# Task requirements
1. Answer these questions using the MTN capital markets day text below, one line per answer, marked (a), (b) and (c):
(a) On which dates was the capital markets day held?
(b) What smartphone penetration in Africa is expected by 2030?
(c) What percentage of IHS Towers did MTN acquire?
2. Rewrite a passage of the MTN capital markets day text below. Start at "One of the key" and end after "the same group?", changing "platforms" to "pillars".
3. Summarize the MTN capital markets day text below in two sentences.

# Document segment

--*--

MTN hosted a capital markets day this week, 10–11 June, where it leant into a clear structural tailwind: a statistic that smartphone penetration in Africa is expected to jump from 53% in 2025 to 84% in 2030. In other words, there are good reasons to believe that MTN can grow even if it doesn’t gain market share. Assuming the macroeconomics play ball, of course. More on that later.
MTN has far more impressive plans than a desire to merely maintain market share. These plans were set out in detail in its Ambition 30 strategy, accompanied by comprehensive slide decks that are available to any investor willing to spend the time working through them.
A capital markets day is a treasure trove of information for investors. I always applaud companies for hosting such events.
One of the key insights is that MTN is organising itself around three platforms:
The traditional connectivity business;
The fintech business, to which MTN had already attracted Mastercard as an investor a couple of years ago; and
Infrastructure, with MTN having taken the transformative step of acquiring 100% of IHS Towers.
Do these three platforms really belong in the same group?

--*--

# Records provided
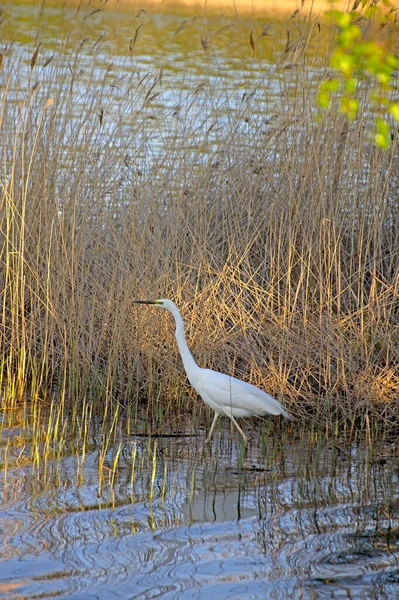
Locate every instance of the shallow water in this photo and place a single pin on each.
(168, 518)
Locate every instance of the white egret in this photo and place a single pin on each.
(224, 394)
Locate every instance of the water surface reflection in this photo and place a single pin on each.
(288, 521)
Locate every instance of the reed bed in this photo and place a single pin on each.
(276, 234)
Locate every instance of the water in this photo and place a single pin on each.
(165, 517)
(176, 520)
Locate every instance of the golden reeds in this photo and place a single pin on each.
(276, 234)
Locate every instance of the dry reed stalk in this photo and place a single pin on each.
(278, 240)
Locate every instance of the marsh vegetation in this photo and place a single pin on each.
(153, 155)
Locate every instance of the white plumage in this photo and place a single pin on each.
(224, 394)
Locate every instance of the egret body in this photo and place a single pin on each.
(224, 394)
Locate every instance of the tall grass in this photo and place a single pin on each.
(276, 234)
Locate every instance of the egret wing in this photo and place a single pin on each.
(231, 396)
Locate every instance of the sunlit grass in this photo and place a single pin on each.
(275, 233)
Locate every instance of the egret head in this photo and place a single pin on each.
(161, 303)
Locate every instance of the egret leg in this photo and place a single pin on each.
(215, 418)
(244, 437)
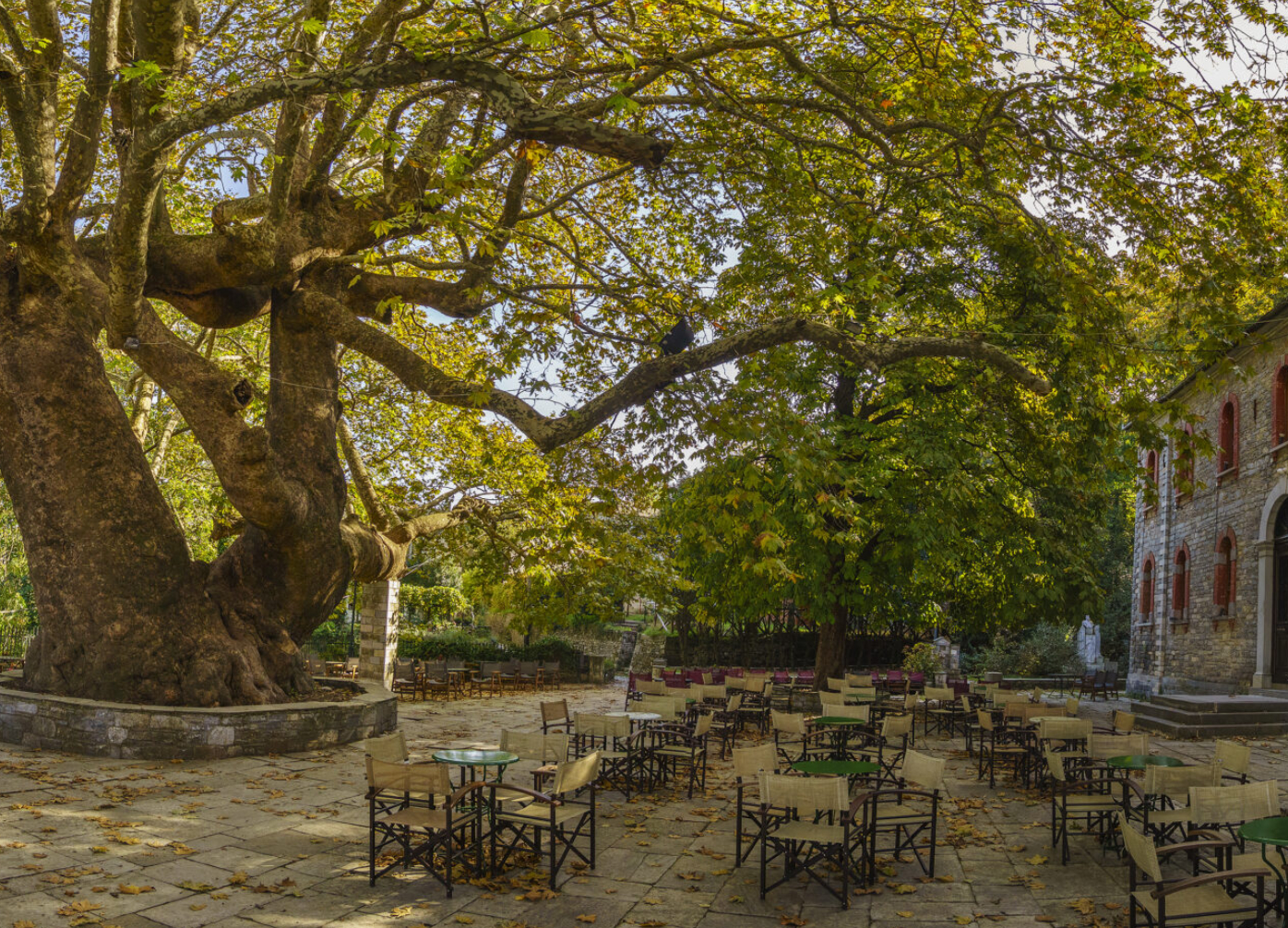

--*--

# Final results
1.
(a) 10–11 June
(b) 84%
(c) 100%

2.
One of the key insights is that MTN is organising itself around three pillars:
The traditional connectivity business;
The fintech business, to which MTN had already attracted Mastercard as an investor a couple of years ago; and
Infrastructure, with MTN having taken the transformative step of acquiring 100% of IHS Towers.
Do these three pillars really belong in the same group?

3. At its capital markets day on 10–11 June, MTN pointed to an expected rise in African smartphone penetration from 53% in 2025 to 84% in 2030 and set out its Ambition 30 strategy. The company is organizing itself around three platforms: traditional connectivity, fintech, and infrastructure, which includes its acquisition of 100% of IHS Towers.